### Brief:
Whenever a line in the material below contains "pitcher", copy that line.

### Given data:

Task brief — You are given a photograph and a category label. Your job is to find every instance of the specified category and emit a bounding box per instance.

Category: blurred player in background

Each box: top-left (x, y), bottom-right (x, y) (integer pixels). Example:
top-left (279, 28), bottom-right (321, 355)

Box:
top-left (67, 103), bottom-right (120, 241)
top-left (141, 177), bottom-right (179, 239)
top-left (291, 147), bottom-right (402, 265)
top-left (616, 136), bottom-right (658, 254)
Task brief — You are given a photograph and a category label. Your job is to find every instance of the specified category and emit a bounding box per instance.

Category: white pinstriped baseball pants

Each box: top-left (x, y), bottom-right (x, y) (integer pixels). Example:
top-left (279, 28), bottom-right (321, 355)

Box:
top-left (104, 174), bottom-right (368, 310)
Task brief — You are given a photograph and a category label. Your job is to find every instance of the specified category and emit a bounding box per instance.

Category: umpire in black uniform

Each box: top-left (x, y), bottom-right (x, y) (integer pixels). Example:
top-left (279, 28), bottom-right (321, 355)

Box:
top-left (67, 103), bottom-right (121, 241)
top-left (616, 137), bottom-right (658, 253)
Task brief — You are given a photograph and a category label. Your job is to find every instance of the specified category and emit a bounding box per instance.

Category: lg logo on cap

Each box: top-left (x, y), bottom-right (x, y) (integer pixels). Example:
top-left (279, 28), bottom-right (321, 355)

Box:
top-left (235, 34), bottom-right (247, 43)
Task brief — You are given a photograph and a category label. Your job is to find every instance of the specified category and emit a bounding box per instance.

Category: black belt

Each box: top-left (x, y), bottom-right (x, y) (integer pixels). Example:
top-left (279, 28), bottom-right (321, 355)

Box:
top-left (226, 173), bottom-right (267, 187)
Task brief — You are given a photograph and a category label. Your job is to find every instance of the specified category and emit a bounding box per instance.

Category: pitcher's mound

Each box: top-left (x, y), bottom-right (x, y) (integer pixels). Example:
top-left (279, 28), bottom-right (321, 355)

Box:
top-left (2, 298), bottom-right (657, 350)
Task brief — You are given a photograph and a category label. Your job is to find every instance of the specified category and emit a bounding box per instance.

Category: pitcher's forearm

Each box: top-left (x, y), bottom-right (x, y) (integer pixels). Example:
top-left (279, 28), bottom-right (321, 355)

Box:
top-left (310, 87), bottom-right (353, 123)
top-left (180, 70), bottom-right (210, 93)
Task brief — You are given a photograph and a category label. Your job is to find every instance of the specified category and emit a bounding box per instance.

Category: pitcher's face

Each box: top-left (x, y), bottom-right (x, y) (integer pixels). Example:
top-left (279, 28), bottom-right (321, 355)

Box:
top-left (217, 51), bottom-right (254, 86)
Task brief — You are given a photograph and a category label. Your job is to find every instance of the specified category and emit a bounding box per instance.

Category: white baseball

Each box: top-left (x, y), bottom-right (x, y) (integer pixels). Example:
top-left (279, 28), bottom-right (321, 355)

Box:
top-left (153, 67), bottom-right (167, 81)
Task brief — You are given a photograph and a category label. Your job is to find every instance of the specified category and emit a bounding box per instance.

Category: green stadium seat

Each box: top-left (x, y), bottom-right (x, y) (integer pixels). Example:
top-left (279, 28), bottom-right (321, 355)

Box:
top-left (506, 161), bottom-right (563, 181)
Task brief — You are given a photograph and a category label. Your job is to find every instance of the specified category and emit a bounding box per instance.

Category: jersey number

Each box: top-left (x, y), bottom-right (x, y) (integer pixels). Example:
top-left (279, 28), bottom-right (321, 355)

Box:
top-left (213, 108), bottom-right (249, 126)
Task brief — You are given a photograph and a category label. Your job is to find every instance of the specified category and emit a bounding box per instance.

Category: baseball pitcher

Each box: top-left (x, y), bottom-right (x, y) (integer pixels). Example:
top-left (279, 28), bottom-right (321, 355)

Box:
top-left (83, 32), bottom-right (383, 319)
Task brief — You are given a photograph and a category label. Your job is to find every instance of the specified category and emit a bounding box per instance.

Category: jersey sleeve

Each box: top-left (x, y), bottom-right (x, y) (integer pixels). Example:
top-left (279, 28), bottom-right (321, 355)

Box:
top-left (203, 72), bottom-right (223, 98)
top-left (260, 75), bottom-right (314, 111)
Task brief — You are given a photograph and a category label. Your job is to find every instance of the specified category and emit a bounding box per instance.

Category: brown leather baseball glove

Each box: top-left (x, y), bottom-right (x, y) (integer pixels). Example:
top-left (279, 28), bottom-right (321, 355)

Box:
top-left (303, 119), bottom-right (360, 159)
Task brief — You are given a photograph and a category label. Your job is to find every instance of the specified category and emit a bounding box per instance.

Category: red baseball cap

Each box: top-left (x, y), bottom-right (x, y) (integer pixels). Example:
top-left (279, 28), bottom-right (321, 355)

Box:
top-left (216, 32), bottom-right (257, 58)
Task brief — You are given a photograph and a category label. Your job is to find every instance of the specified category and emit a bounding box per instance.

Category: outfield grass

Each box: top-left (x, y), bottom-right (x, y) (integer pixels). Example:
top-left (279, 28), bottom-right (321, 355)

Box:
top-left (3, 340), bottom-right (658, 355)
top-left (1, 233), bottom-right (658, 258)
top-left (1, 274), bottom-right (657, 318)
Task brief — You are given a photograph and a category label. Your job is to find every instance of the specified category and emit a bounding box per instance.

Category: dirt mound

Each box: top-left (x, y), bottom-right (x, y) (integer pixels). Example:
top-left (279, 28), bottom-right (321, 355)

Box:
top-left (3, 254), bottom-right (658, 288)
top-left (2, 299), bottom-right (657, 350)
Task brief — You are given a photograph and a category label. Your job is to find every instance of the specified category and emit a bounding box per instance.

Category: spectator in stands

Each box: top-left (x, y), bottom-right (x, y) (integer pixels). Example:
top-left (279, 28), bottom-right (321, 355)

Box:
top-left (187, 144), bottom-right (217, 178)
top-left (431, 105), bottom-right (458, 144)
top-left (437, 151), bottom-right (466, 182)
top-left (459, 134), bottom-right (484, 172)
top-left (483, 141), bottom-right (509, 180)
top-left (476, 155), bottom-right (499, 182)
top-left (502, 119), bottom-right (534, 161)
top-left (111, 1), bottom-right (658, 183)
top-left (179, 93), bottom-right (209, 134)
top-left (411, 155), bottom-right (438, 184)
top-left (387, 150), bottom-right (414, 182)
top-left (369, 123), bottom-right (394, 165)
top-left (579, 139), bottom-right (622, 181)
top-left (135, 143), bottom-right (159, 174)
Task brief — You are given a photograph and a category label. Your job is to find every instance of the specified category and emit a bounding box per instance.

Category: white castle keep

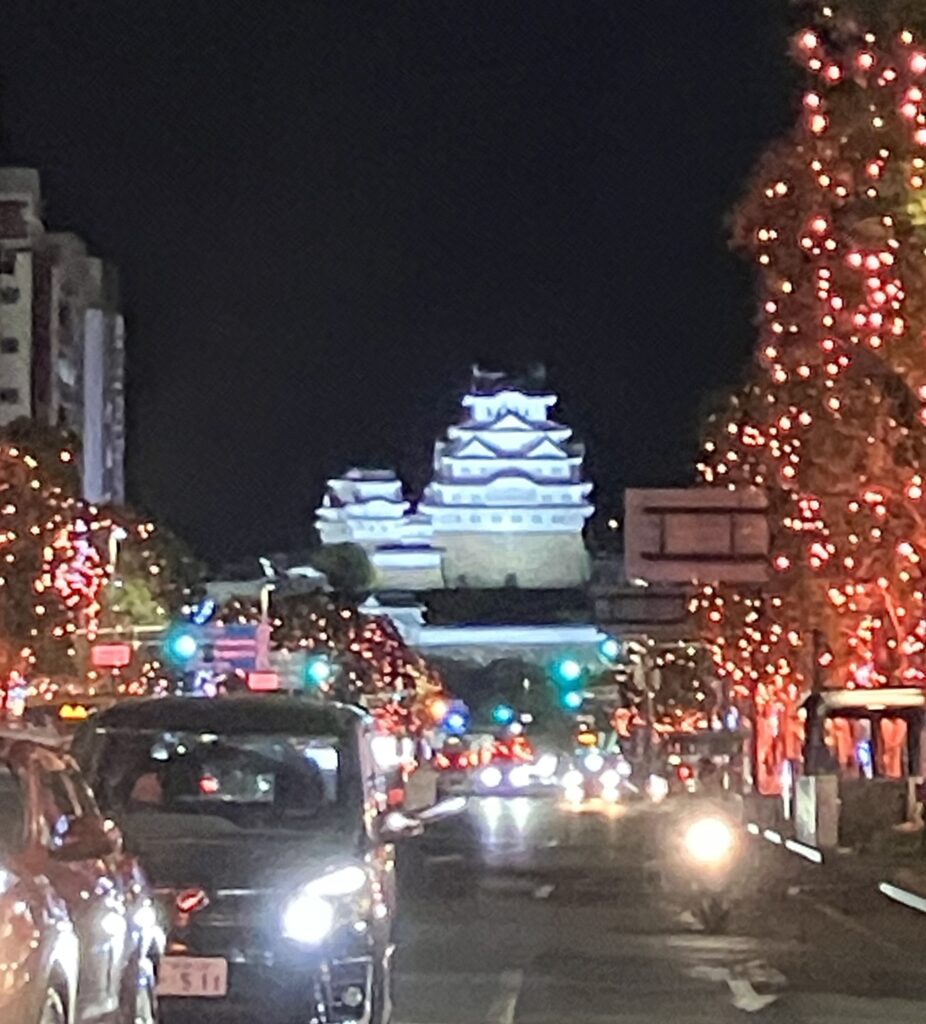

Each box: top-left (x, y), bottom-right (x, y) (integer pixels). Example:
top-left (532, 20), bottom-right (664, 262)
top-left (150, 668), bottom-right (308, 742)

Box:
top-left (315, 368), bottom-right (594, 590)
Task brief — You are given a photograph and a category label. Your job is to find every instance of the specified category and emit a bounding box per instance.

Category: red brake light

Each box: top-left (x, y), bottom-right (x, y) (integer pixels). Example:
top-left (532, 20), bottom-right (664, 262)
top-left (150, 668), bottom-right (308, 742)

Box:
top-left (435, 754), bottom-right (450, 770)
top-left (176, 888), bottom-right (209, 914)
top-left (199, 775), bottom-right (220, 794)
top-left (677, 765), bottom-right (693, 781)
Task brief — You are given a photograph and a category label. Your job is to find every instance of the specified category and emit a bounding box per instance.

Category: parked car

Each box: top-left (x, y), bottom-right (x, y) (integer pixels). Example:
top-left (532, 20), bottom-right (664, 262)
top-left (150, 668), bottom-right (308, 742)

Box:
top-left (0, 735), bottom-right (159, 1024)
top-left (73, 694), bottom-right (439, 1024)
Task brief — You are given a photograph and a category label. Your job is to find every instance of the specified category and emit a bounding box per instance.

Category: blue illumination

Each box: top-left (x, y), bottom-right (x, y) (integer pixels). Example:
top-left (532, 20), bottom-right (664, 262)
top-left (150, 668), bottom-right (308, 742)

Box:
top-left (562, 690), bottom-right (583, 710)
top-left (598, 636), bottom-right (622, 663)
top-left (491, 703), bottom-right (516, 726)
top-left (164, 628), bottom-right (199, 666)
top-left (305, 655), bottom-right (333, 686)
top-left (445, 710), bottom-right (469, 735)
top-left (190, 598), bottom-right (217, 626)
top-left (552, 657), bottom-right (583, 686)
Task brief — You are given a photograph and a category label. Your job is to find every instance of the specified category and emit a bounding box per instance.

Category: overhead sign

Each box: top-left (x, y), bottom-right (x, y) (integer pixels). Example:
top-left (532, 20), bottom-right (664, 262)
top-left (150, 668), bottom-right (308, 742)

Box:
top-left (624, 488), bottom-right (769, 586)
top-left (91, 643), bottom-right (133, 669)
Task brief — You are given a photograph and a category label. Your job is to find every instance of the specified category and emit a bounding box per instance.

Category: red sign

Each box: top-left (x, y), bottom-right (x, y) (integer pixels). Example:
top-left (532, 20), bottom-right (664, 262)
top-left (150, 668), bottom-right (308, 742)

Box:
top-left (246, 671), bottom-right (280, 692)
top-left (91, 643), bottom-right (133, 669)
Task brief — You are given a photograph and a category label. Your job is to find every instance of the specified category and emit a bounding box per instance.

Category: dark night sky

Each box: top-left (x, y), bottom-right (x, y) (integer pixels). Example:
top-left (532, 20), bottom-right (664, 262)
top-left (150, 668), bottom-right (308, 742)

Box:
top-left (0, 1), bottom-right (795, 564)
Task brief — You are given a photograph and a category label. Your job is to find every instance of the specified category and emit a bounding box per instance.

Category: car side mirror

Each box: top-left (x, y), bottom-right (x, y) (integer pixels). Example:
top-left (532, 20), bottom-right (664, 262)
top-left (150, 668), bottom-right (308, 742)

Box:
top-left (379, 810), bottom-right (424, 842)
top-left (51, 816), bottom-right (118, 862)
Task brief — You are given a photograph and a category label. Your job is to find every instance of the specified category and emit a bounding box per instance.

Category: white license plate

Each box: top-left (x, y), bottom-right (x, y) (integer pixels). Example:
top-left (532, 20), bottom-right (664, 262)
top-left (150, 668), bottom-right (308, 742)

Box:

### Answer section:
Category: pitcher's mound
Category: pitcher's forearm
Category: pitcher's face
Category: baseball pitcher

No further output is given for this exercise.